* _THE REQUEST_
Collect every line in the records below that contains the string "gill". Treat uppercase and lowercase letters as distinct.

····················

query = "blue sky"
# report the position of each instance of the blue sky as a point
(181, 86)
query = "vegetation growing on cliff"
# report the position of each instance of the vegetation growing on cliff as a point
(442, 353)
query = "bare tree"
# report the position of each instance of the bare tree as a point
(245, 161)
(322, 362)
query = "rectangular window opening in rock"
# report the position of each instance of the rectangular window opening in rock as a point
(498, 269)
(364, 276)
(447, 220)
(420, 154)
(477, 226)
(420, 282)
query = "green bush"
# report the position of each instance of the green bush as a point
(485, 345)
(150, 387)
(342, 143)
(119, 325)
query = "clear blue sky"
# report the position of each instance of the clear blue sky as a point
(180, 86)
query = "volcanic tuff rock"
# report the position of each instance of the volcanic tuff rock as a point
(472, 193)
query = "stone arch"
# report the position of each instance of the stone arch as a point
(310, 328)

····················

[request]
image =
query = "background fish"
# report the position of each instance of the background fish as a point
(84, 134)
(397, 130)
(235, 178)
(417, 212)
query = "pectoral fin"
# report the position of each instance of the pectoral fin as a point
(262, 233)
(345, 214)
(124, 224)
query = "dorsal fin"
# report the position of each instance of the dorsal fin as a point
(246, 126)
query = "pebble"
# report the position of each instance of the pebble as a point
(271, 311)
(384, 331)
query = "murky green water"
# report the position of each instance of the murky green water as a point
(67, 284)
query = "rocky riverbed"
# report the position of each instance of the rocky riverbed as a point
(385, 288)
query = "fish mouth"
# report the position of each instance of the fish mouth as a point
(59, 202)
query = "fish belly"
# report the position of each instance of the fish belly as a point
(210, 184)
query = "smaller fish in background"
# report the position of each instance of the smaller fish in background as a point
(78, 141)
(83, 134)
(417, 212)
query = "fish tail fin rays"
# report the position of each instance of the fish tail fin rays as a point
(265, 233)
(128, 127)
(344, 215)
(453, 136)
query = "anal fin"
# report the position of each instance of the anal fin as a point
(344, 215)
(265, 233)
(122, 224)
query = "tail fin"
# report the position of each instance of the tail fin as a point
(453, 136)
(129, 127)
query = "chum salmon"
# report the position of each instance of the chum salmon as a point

····················

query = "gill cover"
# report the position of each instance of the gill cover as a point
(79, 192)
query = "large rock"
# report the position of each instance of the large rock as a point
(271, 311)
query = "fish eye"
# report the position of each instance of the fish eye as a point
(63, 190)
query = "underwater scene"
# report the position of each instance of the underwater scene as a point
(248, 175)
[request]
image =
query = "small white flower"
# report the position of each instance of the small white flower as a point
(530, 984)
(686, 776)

····················

* _SOLUTION TO THIS EXERCISE_
query = "gill cover"
# report the position of each instance of the gill cover as a point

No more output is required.